Dataset entries
----

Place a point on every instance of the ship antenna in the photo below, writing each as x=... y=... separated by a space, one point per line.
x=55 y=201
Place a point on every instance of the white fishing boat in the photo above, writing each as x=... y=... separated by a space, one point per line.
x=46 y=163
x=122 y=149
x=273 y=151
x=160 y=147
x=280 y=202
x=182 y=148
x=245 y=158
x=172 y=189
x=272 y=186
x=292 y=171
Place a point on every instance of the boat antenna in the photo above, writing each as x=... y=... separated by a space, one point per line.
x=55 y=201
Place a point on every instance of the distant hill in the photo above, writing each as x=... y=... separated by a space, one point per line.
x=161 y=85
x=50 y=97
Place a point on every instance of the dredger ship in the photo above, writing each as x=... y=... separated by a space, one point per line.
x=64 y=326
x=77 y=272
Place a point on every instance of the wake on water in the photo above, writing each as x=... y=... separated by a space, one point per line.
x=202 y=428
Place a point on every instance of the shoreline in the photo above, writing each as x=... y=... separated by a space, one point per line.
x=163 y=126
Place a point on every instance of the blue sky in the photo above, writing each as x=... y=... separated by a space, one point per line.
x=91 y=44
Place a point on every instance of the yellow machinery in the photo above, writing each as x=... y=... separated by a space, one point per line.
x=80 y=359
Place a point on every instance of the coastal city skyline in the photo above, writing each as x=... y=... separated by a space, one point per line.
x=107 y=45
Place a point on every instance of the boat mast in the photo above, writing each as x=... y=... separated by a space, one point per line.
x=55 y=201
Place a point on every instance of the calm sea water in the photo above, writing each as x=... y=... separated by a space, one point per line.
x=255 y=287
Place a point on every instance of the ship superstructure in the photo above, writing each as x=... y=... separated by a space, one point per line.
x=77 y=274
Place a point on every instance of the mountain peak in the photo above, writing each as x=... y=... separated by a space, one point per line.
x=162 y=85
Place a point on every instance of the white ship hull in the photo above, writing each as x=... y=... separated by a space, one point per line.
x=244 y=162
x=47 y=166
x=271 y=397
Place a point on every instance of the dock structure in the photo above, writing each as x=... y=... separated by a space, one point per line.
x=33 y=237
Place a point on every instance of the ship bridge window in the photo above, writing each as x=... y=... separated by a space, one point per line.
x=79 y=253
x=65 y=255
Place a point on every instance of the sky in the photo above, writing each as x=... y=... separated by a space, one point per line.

----

What the task requires: Reproduce the records above with every character intact.

Exercise result:
Place a point on every instance of the ship antenna in the photo below, writing each as x=... y=... separated by a space, one point per line.
x=55 y=201
Place a point on every instance of the white fishing boat in the photo above, writing each as x=... y=... separated by a space, one point per line.
x=46 y=163
x=122 y=149
x=273 y=151
x=160 y=147
x=280 y=202
x=182 y=148
x=245 y=158
x=172 y=189
x=272 y=186
x=292 y=171
Place a point on every instance of the boat antenna in the photo above, writing each as x=... y=... separated by a space, one point per line.
x=55 y=201
Place a point on every instance of the distant hill in the photo above, writing each as x=... y=... separated by a space, one point per line.
x=161 y=85
x=50 y=97
Place a point on every instance of the dredger ship in the photo above, writing each as x=... y=... separated by a space, one point per line.
x=64 y=326
x=77 y=272
Place a point on every instance of the wake on water in the photo above, writing each as x=... y=... separated by a space, one point per line.
x=202 y=428
Place a point on every instance of the shoreline in the photo above, writing each as x=... y=... separated by a space, one point per line.
x=163 y=126
Place a point on every instance of the blue sky in the photo above, writing each as x=... y=... separated by a space, one point per line.
x=91 y=44
Place a point on every instance of the yellow machinery in the photo above, writing each as x=... y=... separated by a space, one point per line.
x=80 y=359
Place a point on every instance of the coastal city skyline in the photo above, writing each as x=... y=... separated by a space, one point per line.
x=107 y=45
Place a point on every instance of the boat mast in the photo above, writing each as x=... y=... separated by a space, one point per line.
x=55 y=201
Place a point on every instance of the calm sea water in the photo above, writing each as x=... y=... separated by a space, one point per line.
x=255 y=287
Place a point on every instance of the ship superstructure in the photo above, writing each as x=... y=... separated by a space, one point per line.
x=77 y=274
Place a point on every instance of the mountain peak in the photo above, writing each as x=... y=... separated by a space, one point per line.
x=162 y=85
Place a point on every instance of the white ship hull in the photo above, writing each as x=... y=... separated by a space, one point per line.
x=244 y=162
x=47 y=166
x=271 y=397
Place a point on every instance of the dock structure in the photo above, writing each as x=... y=... separated by a space, one point per line.
x=33 y=237
Place a point on every instance of the ship bridge window in the photo above, writing each as x=... y=... separated by a space, one point per line.
x=79 y=253
x=65 y=255
Place a point on every instance of the sky in the photo above, writing each as x=... y=... separated by a space, one point per line.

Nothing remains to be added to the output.